TO DO
Transcribe every line of the records verbatim.

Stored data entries
BEGIN

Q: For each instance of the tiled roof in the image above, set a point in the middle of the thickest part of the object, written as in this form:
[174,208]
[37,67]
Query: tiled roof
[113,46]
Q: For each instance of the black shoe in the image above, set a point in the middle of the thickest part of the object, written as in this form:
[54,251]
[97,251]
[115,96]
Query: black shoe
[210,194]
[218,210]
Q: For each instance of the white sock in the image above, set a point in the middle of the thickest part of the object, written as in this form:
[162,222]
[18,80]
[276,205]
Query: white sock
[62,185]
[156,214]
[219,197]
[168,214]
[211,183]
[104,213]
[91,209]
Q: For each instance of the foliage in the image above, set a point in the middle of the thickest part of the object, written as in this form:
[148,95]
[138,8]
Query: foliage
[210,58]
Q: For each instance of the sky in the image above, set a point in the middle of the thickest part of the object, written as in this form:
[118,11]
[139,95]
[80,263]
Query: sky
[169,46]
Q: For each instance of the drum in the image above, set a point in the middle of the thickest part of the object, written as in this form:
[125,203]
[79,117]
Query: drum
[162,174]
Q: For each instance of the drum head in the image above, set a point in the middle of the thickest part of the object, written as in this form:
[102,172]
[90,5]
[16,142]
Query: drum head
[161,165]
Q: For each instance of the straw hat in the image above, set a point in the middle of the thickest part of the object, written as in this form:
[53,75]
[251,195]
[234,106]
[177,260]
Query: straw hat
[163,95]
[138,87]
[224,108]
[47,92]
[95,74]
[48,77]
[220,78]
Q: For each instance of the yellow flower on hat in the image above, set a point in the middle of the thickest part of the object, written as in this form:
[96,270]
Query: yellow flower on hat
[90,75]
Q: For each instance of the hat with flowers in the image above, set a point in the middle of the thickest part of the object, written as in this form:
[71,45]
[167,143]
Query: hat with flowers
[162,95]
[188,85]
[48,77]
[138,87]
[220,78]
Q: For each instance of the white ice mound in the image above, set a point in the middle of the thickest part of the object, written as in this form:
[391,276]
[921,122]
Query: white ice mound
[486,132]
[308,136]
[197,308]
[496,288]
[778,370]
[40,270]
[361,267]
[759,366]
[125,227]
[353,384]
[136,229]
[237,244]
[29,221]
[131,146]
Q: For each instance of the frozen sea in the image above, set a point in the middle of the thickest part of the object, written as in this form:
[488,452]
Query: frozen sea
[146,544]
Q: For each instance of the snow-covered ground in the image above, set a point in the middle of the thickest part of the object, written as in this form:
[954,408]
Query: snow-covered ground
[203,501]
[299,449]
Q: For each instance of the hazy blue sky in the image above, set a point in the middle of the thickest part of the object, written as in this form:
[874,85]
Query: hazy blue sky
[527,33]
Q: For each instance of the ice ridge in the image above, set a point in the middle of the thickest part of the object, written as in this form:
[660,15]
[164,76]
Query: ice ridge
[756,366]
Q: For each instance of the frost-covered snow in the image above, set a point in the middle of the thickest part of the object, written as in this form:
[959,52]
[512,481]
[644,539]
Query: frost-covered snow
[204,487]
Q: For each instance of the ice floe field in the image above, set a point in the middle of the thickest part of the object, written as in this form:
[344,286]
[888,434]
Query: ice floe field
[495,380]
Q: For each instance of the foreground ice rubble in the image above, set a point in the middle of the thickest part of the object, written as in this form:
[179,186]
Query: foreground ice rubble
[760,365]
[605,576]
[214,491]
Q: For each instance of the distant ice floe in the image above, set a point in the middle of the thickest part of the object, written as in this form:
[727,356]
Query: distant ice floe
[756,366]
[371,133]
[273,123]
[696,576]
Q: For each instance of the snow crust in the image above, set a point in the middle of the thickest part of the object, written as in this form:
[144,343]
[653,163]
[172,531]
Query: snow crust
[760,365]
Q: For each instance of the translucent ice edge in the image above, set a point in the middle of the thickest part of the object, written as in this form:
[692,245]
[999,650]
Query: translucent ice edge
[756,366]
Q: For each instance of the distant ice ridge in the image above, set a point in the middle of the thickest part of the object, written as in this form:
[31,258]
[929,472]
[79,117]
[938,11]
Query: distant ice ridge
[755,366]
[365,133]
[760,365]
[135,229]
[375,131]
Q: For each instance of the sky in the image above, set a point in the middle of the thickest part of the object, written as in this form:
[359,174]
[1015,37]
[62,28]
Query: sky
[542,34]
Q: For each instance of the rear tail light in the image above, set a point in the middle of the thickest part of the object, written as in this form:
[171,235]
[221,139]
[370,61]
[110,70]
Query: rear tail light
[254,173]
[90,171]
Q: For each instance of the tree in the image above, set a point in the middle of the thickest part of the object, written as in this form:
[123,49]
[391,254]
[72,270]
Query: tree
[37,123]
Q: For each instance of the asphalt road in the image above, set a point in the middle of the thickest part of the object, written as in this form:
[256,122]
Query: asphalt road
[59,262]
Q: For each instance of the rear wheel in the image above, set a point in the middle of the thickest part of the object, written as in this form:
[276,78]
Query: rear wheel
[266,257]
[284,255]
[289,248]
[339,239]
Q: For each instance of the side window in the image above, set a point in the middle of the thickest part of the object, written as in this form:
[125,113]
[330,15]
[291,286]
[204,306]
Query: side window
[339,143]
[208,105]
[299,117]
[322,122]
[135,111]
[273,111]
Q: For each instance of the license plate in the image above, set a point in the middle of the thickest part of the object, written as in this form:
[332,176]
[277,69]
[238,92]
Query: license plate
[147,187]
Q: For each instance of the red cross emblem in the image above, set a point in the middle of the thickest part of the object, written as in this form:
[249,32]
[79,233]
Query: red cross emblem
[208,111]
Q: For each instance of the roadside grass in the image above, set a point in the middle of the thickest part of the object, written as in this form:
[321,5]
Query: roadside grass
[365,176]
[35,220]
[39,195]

END

EXERCISE SOLUTION
Q: For each instance of the tiled roof in the image above, set a point in the middle of the thickest part of the object, written as in this form:
[174,208]
[37,67]
Query: tiled roof
[113,46]
Q: For each instance of the black shoe in the image above, set a point in the middle of the thickest part of the object, written as in this form:
[54,251]
[97,251]
[115,96]
Query: black shoe
[210,194]
[218,210]
Q: For each instance of the white sock in the image above, set a point in the middle of the thickest part of the object, written as in this form:
[162,222]
[18,80]
[276,205]
Query: white sock
[62,185]
[156,214]
[219,197]
[168,214]
[211,183]
[104,213]
[91,209]
Q: For each instance of the foliage in the image above, set a point in the middle of the thickest part of the object, written as in this form:
[148,95]
[138,8]
Query: foliage
[210,58]
Q: For each instance of the sky in the image above, set a point in the middle of the thickest part of the object, written as in this form:
[118,11]
[139,95]
[80,263]
Query: sky
[169,46]
Q: For each instance of the drum in the image above, set a point in the middle of the thickest part of the object, written as in this form:
[125,203]
[79,117]
Query: drum
[162,174]
Q: For each instance of the drum head in the image above, set a point in the middle of the thickest part of the object, written as in this form:
[102,172]
[90,5]
[16,142]
Query: drum head
[161,165]
Q: For each instance of the straw hat in the image above, set a point in the middle of the thickest part of the object, written as in this form:
[53,75]
[251,195]
[234,106]
[177,260]
Query: straw hat
[163,95]
[138,87]
[224,108]
[47,92]
[95,74]
[48,77]
[220,78]
Q: For each instance of the yellow flower on hat in the image above, set a point in the middle of the thickest part of the object, written as in this form:
[96,270]
Query: yellow flower on hat
[90,75]
Q: For each instance of the hat with flowers in the image above, set a point in the middle of the thickest part of the object, written as in this form:
[71,45]
[167,143]
Query: hat with flowers
[162,95]
[188,85]
[48,77]
[138,87]
[220,78]
Q: For each instance of the white ice mound in the image above, set a point in the middle of the thickest part of the object, written as in this form:
[391,276]
[921,122]
Query: white ice mound
[486,132]
[308,136]
[197,308]
[496,288]
[778,370]
[40,270]
[361,267]
[759,366]
[125,227]
[353,384]
[136,229]
[237,244]
[29,221]
[131,146]
Q: For each instance of the frozen sea in the image above, set a point in the middle of the thickest part of the object, written as in this form:
[488,452]
Query: frozen sea
[146,544]
Q: For each instance of the snow-covered ground in the image above, set a point in the middle of the thickest part of the object, written as in this form:
[954,408]
Query: snow-covered ground
[203,501]
[299,449]
Q: For each instance of the hazy blue sky in the image above, set a point in the middle of the thickest part of the object, written as in this form:
[874,85]
Query: hazy blue sky
[527,33]
Q: For each instance of the ice ridge in the image above, set a point in the middle of the thickest part of the object, written as in this form:
[660,15]
[164,76]
Query: ice ridge
[756,366]
Q: For each instance of the frost-covered snow in the image above, set a point in the middle of the thickest part of the object, written as in this form:
[959,52]
[512,481]
[644,539]
Query: frost-covered snow
[204,487]
Q: For each instance of the ice floe field in the image above, set a point in the middle of the thickest part of the object, written as in this form:
[344,286]
[888,434]
Query: ice floe field
[495,380]
Q: For each instance of the foreground ice rubble in the image above, set a point in the middle of the thickest part of the object, written as in this form:
[179,186]
Query: foreground ice rubble
[760,365]
[605,576]
[214,491]
Q: For each instance of the distant ice floe in the image above, set a point in the middle of the thickest part of the object, written as in this form:
[727,356]
Query: distant ice floe
[756,366]
[371,133]
[273,123]
[696,576]
Q: For each instance of the snow crust in the image above, set a point in the middle of the thickest part of the object, written as in this form:
[144,343]
[653,163]
[172,531]
Query: snow crust
[760,365]
Q: For each instance of the translucent ice edge in the image above, set a point in the middle of the thickest part of the object, written as in this form:
[692,245]
[999,650]
Query: translucent ice edge
[756,366]
Q: For each instance of the distant ice ridge in the image above, set a point in the middle of the thickest part of the object, written as in this form:
[31,258]
[929,472]
[79,117]
[938,11]
Query: distant ice ridge
[755,366]
[365,133]
[760,365]
[135,229]
[375,131]
Q: For each instance of the sky in the image above, set a point in the middle of the thickest part of the object, written as in this form:
[359,174]
[1015,37]
[62,28]
Query: sky
[542,34]
Q: For each instance of the rear tail light in the image above, set a point in the middle of the thickest part of the object, written as in this form:
[171,235]
[221,139]
[370,61]
[110,70]
Query: rear tail light
[254,173]
[90,171]
Q: For each instance of the tree in the image above, set a point in the middle of the thickest part of the object, written as in this form:
[123,49]
[391,254]
[72,270]
Query: tree
[37,123]
Q: For each instance of the asphalt road in the image above, set a point in the middle of the thickest part of the object, written as in this form:
[256,122]
Query: asphalt road
[59,262]
Q: For each instance of the rear wheel in the image above, set a point in the middle of the thickest part of the object, written as in this form:
[276,78]
Query: rear wheel
[266,257]
[284,255]
[289,248]
[339,239]
Q: For each instance of the side window in the image above, set a point in the middle of the thickest part of the object, written as in this form:
[125,113]
[330,15]
[291,286]
[204,306]
Query: side window
[339,143]
[208,105]
[299,117]
[322,122]
[135,111]
[273,111]
Q: For each instance of the license plate in the image above, set a point in the middle of the thickest part of the object, written as in this form:
[332,176]
[277,69]
[238,92]
Query: license plate
[147,187]
Q: For each instance of the red cross emblem in the image above, set a point in the middle of the thickest part of the object, written as in this form:
[249,32]
[79,233]
Query: red cross emblem
[208,111]
Q: For each instance of the roadside grass in the image above, set a point in the middle of the thickest part of the object, written as in this form:
[321,5]
Query: roadside grass
[365,176]
[35,220]
[39,195]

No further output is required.